(Input data):
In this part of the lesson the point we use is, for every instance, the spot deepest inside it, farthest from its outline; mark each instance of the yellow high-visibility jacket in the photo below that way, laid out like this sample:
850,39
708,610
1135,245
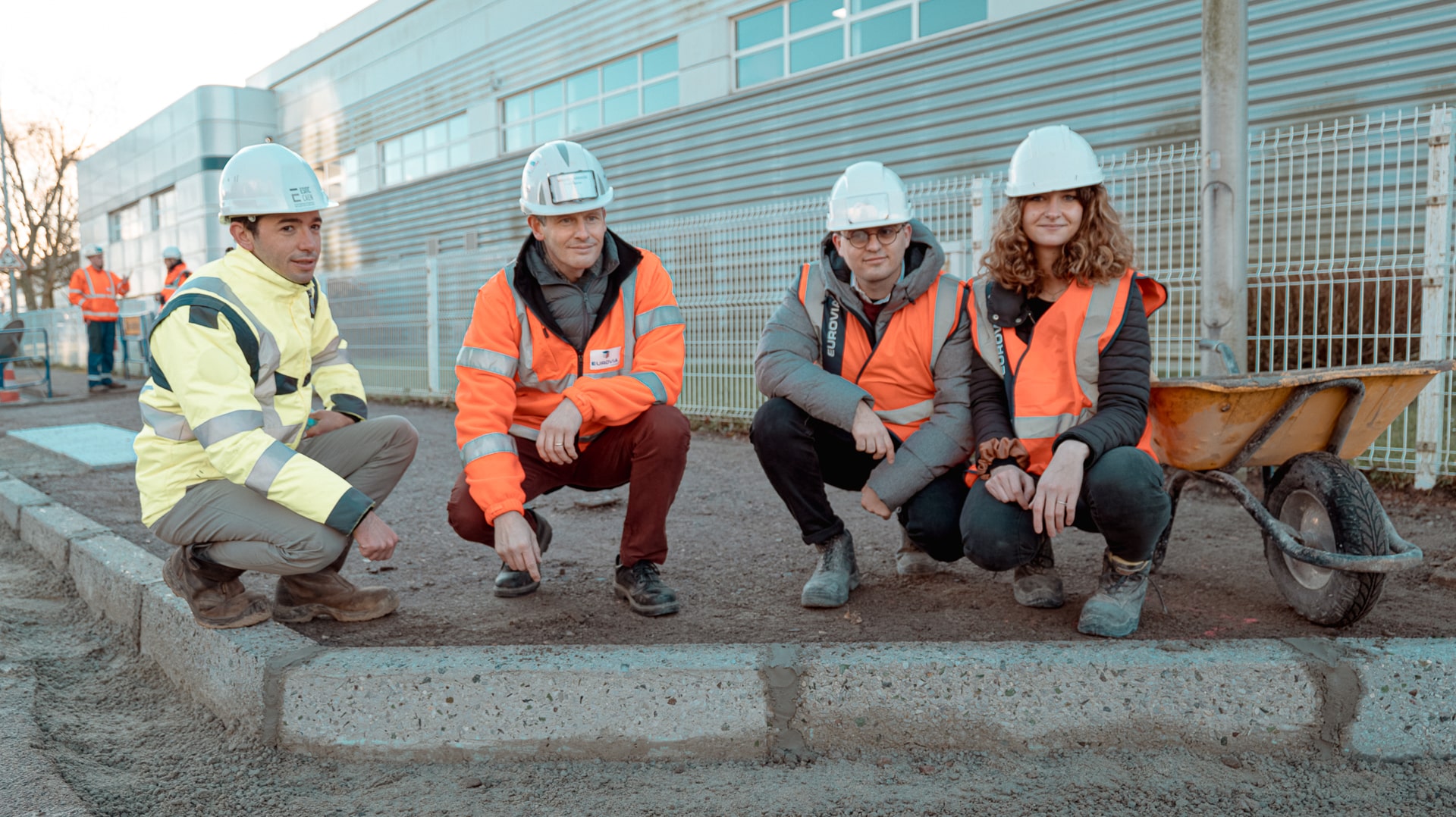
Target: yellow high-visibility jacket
235,362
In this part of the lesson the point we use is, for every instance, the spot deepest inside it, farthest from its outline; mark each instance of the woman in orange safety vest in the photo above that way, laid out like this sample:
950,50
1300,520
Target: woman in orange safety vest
1060,387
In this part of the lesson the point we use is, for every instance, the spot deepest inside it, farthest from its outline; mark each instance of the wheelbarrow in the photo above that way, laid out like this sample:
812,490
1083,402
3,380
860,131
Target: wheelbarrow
1327,539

(Problem): Could you reproduce all of the data above, requests included, but offset every number in the answer coordinates by -53 and leave the sample coordinates inside the requests unchanged? Omit the pictures.

(Complete response):
In this part of the lesson the point we use is, for every instance, the spot deepest inside it, farthest from its outline; mark each instance of the yellow high-visibility jacket in the photo below that way, laid out like this sample:
850,39
708,610
1135,245
Target: yellow high-visibility jacket
182,309
In this part of the lesson the point we use is, for every instance, the spot deepest inside it, farthest from its outline; mark each instance of the woman in orange safety vest in the photo above that way, laid out like this sample:
950,50
1300,520
Target: woman in orange safety vest
1007,334
In this part of the lesson the point we use is, for every instance, the spot deepest inside it, farthest from its outline; mark each instance of the wheelbarrow in the photo above that way, laid out like this sample:
812,490
1083,402
3,380
860,131
Target: wheelbarrow
1274,486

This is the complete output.